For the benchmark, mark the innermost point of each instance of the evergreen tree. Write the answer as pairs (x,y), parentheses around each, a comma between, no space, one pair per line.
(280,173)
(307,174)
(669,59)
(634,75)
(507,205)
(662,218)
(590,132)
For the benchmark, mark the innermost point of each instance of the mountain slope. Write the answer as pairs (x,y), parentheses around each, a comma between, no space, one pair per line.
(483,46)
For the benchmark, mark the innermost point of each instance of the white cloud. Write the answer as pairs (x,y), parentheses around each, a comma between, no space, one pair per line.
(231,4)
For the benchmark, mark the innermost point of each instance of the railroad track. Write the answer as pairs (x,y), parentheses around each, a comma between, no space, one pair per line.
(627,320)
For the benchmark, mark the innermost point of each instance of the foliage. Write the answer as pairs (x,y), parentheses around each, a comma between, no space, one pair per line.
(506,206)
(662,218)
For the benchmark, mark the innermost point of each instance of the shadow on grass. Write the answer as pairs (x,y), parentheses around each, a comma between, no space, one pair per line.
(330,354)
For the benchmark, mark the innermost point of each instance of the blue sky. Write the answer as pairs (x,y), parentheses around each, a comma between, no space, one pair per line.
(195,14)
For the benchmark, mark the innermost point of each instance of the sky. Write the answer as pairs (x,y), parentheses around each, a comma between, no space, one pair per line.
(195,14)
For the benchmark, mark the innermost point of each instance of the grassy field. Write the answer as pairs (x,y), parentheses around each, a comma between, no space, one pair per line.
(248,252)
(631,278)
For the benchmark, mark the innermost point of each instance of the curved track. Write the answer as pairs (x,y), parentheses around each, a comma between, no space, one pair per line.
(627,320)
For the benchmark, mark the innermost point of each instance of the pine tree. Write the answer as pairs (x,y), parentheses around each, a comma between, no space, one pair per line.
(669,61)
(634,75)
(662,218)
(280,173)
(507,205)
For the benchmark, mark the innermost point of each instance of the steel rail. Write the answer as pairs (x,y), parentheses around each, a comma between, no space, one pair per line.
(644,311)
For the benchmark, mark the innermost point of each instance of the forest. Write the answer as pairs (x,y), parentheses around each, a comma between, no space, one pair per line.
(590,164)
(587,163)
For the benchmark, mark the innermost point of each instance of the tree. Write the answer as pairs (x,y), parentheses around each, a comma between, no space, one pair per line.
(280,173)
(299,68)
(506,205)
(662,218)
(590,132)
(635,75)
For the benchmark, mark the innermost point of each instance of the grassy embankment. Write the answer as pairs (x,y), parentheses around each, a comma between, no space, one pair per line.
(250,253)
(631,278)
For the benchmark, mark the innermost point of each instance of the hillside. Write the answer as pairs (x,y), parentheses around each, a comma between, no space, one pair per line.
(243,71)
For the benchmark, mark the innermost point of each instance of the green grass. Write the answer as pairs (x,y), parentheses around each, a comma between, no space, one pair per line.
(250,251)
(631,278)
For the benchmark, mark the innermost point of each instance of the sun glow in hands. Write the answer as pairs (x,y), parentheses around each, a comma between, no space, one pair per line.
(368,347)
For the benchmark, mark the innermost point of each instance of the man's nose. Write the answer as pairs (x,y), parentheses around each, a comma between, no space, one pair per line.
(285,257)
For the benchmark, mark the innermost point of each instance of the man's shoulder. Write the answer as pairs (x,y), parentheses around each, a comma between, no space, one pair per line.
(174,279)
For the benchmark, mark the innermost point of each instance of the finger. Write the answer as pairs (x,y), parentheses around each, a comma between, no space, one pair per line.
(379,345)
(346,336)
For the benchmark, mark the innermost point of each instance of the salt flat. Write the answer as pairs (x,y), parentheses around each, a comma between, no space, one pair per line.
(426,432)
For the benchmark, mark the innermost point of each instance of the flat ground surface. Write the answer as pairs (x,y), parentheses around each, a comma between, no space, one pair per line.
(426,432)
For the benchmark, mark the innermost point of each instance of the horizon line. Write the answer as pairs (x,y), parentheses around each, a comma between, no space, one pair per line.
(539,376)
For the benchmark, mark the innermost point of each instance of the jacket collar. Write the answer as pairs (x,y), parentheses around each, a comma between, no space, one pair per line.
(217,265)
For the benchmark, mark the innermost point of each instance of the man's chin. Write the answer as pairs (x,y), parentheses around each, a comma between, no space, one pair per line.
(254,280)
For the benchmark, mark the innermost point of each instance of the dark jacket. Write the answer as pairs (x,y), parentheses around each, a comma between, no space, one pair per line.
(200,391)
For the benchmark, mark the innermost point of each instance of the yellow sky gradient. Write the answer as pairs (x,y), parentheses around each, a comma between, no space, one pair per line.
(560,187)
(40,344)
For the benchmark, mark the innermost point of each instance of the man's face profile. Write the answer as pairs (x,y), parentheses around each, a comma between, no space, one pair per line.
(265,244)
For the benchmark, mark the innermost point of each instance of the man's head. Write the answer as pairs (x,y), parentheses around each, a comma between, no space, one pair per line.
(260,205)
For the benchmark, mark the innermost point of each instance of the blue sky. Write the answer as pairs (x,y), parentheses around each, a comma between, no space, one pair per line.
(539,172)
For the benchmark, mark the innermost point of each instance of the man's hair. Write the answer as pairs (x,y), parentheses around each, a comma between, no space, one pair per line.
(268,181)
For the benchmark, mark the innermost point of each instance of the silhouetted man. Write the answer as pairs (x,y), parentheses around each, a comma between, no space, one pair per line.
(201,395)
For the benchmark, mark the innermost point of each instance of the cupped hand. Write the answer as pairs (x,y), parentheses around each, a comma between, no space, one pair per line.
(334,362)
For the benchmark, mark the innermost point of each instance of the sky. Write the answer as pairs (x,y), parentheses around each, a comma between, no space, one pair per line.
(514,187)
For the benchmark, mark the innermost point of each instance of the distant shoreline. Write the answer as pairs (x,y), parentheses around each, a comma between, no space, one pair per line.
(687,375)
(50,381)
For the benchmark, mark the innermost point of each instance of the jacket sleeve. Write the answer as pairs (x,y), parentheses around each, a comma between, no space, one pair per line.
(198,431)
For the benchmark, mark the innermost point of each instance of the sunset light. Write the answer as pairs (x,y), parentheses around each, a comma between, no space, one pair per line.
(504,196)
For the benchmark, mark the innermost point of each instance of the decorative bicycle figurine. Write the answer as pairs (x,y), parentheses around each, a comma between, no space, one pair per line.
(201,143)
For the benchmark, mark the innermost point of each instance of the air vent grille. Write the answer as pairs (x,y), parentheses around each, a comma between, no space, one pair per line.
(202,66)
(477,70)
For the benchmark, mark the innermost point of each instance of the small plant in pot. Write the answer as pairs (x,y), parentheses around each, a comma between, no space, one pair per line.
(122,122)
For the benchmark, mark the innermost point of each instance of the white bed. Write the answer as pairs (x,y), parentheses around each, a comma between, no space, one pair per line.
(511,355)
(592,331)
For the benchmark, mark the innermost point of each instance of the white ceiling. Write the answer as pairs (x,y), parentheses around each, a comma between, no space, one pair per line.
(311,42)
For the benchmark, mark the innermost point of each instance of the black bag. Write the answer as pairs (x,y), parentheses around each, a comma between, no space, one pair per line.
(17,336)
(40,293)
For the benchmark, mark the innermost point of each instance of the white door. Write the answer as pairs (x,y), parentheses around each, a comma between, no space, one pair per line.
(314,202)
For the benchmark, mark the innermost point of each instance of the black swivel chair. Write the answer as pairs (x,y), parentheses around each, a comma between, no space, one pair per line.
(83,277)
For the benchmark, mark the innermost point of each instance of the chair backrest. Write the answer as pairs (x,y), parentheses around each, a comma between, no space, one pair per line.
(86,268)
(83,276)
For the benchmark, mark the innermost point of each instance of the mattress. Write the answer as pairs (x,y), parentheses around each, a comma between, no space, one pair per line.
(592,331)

----------------------------------------

Directive: Only the lines from the one with "the white ceiling." through the end of the material are wanted; copy them exactly, both ends included.

Solution below:
For the benchmark, mark the innermost point of each instance of the white ceiling. Write the answer as pairs (x,y), parentheses around each, a comma between, no space, one pair per line.
(311,42)
For the benchmark, mark the innermost point of each instance of the black bag. Write the answer as pairs (x,y), parentheses around each, a comma between, no space, one pair per line.
(17,336)
(40,293)
For the benchmark, mark the innermost point of each instance of the white door. Write the answer as pairs (x,y), parentheses around each, a comma between, no space, one pair per line.
(314,202)
For the benchmark, mark the innermost point of each instance of the black swivel chair. Write the answer as pairs (x,y), parentheses around each, a comma between, no space, one pair per line.
(83,277)
For the benchmark, mark the innermost point of each instance of the chair backrest. Write the answer as pairs (x,y), parentheses around each, a comma between, no space, one pair per line.
(86,268)
(83,276)
For the benchmark, mark the innermost point of each instance of the mattress. Write the answer as pairs (x,y), parentheses around each, a comma between, no space, one pair per line.
(592,331)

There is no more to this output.